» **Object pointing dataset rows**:
##############################

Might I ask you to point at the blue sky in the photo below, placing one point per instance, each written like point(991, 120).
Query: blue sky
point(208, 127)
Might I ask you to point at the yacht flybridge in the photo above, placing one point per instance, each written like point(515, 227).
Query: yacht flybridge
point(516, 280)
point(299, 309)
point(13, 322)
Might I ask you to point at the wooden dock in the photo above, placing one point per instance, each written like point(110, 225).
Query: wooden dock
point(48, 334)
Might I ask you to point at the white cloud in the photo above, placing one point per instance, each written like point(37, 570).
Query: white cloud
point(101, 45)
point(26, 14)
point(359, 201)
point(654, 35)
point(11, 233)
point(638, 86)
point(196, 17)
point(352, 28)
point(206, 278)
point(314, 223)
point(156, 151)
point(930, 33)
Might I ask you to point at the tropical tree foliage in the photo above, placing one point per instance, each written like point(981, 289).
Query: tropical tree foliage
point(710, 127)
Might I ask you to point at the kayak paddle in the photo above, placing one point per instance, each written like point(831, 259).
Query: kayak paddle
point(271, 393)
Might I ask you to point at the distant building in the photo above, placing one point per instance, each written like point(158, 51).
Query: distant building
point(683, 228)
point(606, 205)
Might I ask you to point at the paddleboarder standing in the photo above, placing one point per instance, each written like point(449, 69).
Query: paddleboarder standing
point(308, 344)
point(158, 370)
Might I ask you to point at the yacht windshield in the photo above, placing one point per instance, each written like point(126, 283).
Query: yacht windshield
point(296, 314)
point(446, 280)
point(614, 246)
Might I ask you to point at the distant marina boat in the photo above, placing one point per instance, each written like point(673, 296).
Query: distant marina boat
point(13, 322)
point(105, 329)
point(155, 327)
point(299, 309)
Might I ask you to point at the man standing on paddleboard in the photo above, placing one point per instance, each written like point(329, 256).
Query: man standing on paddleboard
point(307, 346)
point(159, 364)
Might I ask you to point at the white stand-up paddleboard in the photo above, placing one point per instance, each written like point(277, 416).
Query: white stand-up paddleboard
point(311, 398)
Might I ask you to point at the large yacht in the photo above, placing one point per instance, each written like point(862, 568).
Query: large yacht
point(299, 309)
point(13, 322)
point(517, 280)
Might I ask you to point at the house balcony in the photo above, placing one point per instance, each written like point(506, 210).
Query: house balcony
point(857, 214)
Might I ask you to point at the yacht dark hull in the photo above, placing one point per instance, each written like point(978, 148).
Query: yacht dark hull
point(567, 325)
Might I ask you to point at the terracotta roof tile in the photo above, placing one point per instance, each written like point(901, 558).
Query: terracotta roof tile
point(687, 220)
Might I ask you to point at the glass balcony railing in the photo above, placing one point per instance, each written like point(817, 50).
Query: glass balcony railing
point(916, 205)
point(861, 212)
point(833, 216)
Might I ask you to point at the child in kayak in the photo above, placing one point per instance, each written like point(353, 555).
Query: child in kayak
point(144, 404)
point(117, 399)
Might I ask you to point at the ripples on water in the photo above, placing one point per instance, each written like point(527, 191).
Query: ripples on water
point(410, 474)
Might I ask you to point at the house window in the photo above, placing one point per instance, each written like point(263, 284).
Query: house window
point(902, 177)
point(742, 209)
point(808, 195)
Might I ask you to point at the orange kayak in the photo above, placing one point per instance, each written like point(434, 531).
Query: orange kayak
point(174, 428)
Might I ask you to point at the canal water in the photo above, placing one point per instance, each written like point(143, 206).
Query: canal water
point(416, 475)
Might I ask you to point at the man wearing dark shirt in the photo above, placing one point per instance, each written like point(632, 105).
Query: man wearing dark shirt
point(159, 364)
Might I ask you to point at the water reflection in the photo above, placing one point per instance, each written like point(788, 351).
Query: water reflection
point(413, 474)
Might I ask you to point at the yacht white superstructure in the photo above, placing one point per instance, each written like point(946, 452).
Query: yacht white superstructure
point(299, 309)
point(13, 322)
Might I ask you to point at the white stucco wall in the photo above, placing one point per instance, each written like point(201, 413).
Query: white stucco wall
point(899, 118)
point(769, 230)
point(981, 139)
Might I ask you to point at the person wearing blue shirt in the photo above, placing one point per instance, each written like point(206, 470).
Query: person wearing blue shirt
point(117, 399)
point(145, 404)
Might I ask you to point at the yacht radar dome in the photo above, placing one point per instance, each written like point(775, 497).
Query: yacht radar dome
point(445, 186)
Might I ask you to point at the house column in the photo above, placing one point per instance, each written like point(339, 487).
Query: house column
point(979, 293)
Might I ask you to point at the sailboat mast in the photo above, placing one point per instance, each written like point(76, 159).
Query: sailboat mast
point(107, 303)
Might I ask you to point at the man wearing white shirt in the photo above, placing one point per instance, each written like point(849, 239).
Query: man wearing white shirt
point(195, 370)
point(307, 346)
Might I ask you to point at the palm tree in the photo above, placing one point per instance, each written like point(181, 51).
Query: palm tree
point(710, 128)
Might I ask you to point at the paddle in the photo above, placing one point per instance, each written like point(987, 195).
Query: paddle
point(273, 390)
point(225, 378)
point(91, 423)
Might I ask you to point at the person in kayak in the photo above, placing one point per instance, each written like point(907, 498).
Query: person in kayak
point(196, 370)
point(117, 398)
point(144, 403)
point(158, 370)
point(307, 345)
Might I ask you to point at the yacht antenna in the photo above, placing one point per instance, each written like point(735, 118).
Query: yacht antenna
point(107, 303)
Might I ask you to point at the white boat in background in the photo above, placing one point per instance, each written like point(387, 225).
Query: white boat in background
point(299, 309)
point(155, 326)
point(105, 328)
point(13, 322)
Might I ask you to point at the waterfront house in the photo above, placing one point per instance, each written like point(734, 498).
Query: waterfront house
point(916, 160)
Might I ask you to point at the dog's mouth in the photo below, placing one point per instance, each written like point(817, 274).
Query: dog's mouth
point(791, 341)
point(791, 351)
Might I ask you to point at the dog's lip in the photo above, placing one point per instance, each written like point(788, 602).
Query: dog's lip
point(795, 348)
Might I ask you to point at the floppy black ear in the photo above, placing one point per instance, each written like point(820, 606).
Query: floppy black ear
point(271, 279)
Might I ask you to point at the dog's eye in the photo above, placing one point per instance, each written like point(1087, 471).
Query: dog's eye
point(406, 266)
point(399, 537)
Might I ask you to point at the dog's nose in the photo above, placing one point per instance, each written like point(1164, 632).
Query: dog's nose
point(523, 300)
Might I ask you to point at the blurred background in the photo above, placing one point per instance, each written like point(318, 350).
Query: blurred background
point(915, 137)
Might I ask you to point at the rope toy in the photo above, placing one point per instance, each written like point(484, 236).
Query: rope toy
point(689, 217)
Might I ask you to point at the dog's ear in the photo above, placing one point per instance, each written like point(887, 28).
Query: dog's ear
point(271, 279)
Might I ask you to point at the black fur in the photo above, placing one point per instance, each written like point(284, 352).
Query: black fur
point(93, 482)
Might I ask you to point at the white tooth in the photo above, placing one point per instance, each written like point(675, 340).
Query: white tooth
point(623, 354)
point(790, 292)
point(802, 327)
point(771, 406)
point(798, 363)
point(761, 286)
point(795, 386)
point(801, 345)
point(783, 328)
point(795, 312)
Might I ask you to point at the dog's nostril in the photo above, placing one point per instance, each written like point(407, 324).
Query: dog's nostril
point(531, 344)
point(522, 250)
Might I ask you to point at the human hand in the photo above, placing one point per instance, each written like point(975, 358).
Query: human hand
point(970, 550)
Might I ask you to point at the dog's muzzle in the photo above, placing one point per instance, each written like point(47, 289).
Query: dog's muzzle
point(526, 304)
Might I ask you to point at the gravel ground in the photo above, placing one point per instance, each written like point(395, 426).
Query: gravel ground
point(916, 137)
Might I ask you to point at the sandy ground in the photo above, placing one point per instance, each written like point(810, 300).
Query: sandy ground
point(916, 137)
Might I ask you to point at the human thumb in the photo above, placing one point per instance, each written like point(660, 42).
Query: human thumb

##############################

Can you reproduce, word for word, the part of the rows above that opens with the line containing "Might I ask you to point at the yacht flybridge" and closes with the line containing "point(48, 334)", including both of those lines?

» **Full solution**:
Might I ask you to point at the yacht flybridge in the photo above, placing one point per instance, each written like point(515, 227).
Query: yacht flybridge
point(516, 280)
point(299, 309)
point(13, 322)
Might I ask you to point at the wooden dock in the photo above, placing one point per instance, each written like point(110, 225).
Query: wooden dock
point(48, 334)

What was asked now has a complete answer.